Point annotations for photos
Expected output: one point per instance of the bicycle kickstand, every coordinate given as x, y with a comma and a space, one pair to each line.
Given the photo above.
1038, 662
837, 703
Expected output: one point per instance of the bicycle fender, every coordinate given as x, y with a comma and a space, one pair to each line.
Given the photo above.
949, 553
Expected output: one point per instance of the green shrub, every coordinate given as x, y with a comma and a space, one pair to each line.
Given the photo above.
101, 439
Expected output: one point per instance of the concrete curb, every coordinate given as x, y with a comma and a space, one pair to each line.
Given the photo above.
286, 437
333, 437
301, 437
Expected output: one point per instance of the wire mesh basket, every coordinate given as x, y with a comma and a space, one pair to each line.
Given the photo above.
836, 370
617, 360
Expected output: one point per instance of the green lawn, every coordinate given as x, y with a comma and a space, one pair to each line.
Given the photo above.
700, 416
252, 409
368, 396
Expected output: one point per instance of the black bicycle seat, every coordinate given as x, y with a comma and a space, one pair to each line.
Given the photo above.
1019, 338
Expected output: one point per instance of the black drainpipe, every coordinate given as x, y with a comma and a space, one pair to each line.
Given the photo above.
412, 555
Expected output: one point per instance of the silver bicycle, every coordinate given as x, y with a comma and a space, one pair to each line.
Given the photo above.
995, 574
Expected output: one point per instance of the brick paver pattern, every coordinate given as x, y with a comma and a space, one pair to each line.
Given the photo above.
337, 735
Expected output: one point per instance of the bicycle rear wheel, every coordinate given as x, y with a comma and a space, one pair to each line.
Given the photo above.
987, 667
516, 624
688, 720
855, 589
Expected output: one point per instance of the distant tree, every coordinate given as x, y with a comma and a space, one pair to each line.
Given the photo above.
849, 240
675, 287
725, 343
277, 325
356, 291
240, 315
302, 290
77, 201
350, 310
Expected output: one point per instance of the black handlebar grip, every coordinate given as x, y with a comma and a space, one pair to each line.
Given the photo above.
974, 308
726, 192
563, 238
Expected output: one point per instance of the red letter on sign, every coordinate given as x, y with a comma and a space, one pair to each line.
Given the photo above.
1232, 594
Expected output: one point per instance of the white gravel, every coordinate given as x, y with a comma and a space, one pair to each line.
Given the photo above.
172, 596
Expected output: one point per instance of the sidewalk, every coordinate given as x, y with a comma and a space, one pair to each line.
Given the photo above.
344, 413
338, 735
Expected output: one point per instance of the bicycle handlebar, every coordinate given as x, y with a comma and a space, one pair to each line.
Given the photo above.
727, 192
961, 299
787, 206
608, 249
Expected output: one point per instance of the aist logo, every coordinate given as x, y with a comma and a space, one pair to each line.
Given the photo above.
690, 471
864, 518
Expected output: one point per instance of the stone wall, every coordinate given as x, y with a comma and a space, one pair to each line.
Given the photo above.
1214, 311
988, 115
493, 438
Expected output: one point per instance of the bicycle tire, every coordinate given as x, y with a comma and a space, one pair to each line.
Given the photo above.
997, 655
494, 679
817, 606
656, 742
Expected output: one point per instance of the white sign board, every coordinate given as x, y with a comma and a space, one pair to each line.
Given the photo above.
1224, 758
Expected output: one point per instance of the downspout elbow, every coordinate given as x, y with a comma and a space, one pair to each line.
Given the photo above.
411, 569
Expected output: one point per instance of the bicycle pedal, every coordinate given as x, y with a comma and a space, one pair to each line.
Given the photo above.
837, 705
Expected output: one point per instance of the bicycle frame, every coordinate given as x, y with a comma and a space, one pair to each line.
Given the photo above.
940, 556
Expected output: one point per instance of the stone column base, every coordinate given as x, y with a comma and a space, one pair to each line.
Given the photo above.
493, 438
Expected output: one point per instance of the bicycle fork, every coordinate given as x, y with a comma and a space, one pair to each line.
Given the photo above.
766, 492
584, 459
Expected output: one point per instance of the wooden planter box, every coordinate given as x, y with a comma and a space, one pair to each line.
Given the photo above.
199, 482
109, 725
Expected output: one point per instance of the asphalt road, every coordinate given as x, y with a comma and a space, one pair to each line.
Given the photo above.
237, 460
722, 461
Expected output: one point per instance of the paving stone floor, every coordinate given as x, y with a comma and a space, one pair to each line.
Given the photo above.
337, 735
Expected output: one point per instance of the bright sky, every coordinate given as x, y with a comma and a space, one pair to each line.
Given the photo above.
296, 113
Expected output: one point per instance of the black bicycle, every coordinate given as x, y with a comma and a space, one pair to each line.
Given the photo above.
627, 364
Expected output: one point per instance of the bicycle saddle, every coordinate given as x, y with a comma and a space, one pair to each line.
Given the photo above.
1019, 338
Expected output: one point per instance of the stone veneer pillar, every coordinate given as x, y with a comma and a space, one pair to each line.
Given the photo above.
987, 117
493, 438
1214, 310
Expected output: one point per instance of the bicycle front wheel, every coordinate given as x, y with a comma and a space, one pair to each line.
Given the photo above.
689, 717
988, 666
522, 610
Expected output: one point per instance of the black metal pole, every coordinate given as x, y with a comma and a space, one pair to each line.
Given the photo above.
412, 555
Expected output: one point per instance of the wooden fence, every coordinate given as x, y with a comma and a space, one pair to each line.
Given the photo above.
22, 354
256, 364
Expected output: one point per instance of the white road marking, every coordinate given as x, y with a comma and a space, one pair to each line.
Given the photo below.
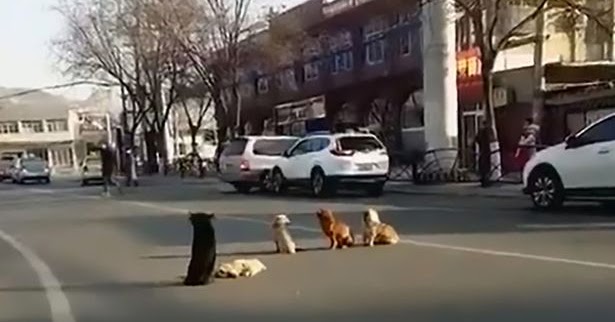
58, 302
417, 243
595, 225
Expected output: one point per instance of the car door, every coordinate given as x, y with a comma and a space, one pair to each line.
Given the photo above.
296, 159
589, 158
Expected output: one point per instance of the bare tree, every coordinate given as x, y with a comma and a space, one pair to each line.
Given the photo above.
195, 108
124, 40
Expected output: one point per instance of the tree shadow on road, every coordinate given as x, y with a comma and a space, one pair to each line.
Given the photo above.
235, 254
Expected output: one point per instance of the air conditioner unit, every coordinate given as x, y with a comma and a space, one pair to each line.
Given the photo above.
501, 97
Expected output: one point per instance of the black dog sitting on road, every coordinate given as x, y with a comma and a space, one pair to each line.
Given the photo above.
203, 259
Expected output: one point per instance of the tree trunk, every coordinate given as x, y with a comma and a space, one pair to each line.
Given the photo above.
490, 117
164, 157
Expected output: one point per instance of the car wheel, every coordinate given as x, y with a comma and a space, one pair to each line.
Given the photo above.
376, 189
266, 182
320, 185
242, 187
546, 189
278, 184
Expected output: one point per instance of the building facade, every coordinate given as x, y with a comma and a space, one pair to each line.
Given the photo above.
56, 130
366, 58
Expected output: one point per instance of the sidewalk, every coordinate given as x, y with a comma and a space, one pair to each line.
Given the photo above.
472, 189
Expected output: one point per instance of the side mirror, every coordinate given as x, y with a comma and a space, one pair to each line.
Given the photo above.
571, 142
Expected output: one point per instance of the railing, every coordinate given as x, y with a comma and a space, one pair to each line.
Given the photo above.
433, 166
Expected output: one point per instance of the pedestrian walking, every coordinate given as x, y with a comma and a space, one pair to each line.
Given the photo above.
107, 157
526, 148
483, 140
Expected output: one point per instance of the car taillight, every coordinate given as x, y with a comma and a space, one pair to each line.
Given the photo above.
244, 165
342, 153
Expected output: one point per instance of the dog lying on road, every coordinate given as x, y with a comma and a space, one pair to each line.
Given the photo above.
281, 237
240, 268
377, 232
338, 233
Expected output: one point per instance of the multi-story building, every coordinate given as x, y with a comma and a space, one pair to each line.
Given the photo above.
54, 129
364, 59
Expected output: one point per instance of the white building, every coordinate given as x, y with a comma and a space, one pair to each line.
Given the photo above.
50, 127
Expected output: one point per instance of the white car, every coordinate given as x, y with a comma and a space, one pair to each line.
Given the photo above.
30, 169
324, 162
246, 162
582, 167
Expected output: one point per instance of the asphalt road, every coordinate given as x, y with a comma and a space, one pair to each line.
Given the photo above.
66, 254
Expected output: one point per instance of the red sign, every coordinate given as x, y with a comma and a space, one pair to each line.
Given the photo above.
468, 65
469, 79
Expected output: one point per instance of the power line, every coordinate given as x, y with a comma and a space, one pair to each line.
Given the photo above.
52, 87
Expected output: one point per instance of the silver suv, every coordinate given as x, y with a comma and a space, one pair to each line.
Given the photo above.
246, 161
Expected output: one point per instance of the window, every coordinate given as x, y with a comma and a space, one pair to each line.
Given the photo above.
373, 36
236, 147
262, 85
269, 147
9, 128
302, 148
360, 143
601, 132
32, 126
311, 71
405, 45
342, 62
57, 126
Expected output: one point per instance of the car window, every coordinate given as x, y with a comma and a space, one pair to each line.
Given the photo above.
360, 143
601, 132
272, 147
34, 165
93, 161
302, 148
318, 144
236, 147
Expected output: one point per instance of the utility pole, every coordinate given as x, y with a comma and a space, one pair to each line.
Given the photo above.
612, 35
538, 76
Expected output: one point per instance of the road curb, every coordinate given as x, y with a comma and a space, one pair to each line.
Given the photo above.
456, 194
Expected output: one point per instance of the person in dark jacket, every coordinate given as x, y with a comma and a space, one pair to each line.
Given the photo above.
107, 156
483, 140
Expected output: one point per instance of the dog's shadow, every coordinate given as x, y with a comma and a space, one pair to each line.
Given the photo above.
234, 254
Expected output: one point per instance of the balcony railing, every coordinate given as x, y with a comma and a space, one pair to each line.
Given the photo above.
334, 7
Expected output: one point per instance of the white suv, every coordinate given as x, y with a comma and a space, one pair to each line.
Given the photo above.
583, 167
323, 162
246, 161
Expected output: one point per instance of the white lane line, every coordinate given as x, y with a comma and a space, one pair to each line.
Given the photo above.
594, 225
417, 243
58, 302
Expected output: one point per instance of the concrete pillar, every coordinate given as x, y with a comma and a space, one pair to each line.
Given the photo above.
439, 74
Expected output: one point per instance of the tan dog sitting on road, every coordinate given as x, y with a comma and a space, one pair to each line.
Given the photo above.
376, 232
338, 233
281, 237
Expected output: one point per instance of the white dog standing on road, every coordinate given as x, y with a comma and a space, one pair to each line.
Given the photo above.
281, 237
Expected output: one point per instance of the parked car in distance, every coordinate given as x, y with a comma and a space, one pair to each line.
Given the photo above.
246, 162
91, 170
30, 169
6, 161
324, 162
581, 168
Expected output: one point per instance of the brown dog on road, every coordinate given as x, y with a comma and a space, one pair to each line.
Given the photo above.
338, 233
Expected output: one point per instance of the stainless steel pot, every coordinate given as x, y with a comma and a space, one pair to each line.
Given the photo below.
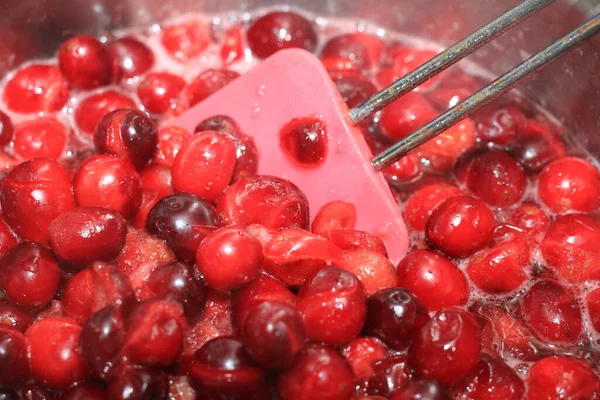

### WRITTEN INSTRUCTION
Pick out each line of the records above that contains the word "window", and copy those lines in full.

### REPLY
Expected output: one point per instance of the window, every coordinate given as x, y with a comma and a space, one pair to each line.
Expected output: one point per instance of the car window, every coordinate given as x, y with a comma and a space, one pair to each line.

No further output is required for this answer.